(EXCERPTED PASSAGE)
## Start

Click the star to add/remove an item to/from your individual schedule.
You need to be logged in to avail of this functionality.
Log in
Accepted Paper:
Paper short abstract:
This paper explores narratives of exclusion and criminalisation of left-wing ideologies, as they are articulated against, and appropriated by, radical political groups in Spain.
Paper long abstract:
Since the national awakening of political activism in 2012, radical resistant groups have become ubiquitous in urban spaces and discourses in Madrid. Whilst they remain highly visible in the urban landscape, radical activists occupy a liminal space, constructed as marginal and even criminal by local authorities and discourses. As such, actors must continuously renegotiate the threatening 'criminal' status in which they are seen to operate.
This study draws upon analyses of protest, urban space and online publications to further our understanding of how this group is constructed as threatening to centralised definitions of order. In parallel, victims of this 'ideological criminalisation' articulate their own status of exclusion, creating lasting resistant identities.

## End

(STORED ROWS)
## Start

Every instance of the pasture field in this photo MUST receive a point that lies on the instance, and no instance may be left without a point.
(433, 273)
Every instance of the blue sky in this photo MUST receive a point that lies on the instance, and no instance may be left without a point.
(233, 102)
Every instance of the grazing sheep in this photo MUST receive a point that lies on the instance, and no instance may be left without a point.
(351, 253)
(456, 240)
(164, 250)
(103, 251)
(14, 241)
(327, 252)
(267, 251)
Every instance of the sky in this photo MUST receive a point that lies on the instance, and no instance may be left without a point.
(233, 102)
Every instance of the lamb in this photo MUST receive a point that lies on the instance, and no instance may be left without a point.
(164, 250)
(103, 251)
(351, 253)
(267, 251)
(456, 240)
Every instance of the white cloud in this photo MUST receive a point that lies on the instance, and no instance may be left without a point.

## End
## Start

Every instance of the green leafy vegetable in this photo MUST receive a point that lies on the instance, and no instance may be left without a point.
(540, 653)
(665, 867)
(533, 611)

## End
## Start

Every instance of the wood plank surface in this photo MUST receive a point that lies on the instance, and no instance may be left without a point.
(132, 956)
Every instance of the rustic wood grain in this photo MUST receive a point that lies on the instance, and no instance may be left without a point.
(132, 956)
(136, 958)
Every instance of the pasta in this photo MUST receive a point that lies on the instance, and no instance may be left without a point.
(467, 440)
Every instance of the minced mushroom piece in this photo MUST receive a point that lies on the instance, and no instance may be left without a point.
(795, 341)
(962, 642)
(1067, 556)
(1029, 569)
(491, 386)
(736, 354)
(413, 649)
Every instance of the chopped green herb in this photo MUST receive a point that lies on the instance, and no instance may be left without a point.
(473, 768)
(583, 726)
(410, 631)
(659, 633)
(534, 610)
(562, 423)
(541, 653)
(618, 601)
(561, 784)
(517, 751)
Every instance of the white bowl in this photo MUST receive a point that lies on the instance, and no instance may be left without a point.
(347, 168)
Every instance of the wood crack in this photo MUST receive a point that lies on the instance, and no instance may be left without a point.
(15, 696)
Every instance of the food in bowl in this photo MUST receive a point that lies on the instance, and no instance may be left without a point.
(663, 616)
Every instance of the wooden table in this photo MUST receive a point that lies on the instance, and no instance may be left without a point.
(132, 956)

## End

(WHAT IS BEING ASKED) Write out everything in the abstract from "Click the star" down to "seen to operate.", word for word. Work only from the abstract on radical political groups in Spain, not from the material.

(RESULT FOR THIS TASK)
Click the star to add/remove an item to/from your individual schedule.
You need to be logged in to avail of this functionality.
Log in
Accepted Paper:
Paper short abstract:
This paper explores narratives of exclusion and criminalisation of left-wing ideologies, as they are articulated against, and appropriated by, radical political groups in Spain.
Paper long abstract:
Since the national awakening of political activism in 2012, radical resistant groups have become ubiquitous in urban spaces and discourses in Madrid. Whilst they remain highly visible in the urban landscape, radical activists occupy a liminal space, constructed as marginal and even criminal by local authorities and discourses. As such, actors must continuously renegotiate the threatening 'criminal' status in which they are seen to operate.